(Beginning of INFORMATION GIVEN)
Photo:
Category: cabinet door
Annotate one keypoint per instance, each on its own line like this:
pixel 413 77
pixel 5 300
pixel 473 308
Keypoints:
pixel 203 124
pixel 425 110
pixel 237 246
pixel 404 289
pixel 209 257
(End of INFORMATION GIVEN)
Retype every record above exactly.

Photo:
Category: cabinet door
Annotate one keypoint per instance, each on its own line like this:
pixel 413 77
pixel 5 300
pixel 473 308
Keypoints:
pixel 203 124
pixel 425 110
pixel 237 246
pixel 404 289
pixel 209 257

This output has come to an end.